## EXTRACTED INFORMATION
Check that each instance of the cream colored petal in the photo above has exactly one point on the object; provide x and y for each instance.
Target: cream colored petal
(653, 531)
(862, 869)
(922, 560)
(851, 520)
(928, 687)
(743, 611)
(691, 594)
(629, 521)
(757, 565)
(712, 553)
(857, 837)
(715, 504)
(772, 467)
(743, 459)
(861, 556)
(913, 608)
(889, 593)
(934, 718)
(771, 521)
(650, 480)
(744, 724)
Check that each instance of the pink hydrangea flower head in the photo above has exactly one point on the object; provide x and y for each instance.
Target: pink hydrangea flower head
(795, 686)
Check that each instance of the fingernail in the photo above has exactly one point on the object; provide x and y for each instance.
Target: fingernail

## BRIEF
Without skipping a line, print the listing once more exactly.

## RESULT
Check that each instance of the cream colored petal in the photo above has exactly one point on the object; provide x and y for each instance.
Target: cream colored petal
(653, 531)
(862, 869)
(922, 560)
(851, 520)
(928, 687)
(743, 611)
(691, 594)
(629, 521)
(757, 565)
(712, 553)
(857, 837)
(715, 504)
(772, 467)
(743, 459)
(861, 556)
(913, 608)
(889, 593)
(934, 718)
(771, 521)
(650, 480)
(744, 724)
Check that each instance of the pink hydrangea flower head in the photo above has exactly one point on the object; provide x and y for each instance.
Target: pink hydrangea flower head
(795, 686)
Check that each instance of the fingernail in the photo above has exactly one point on the object; provide x and y for each instance.
Target: fingernail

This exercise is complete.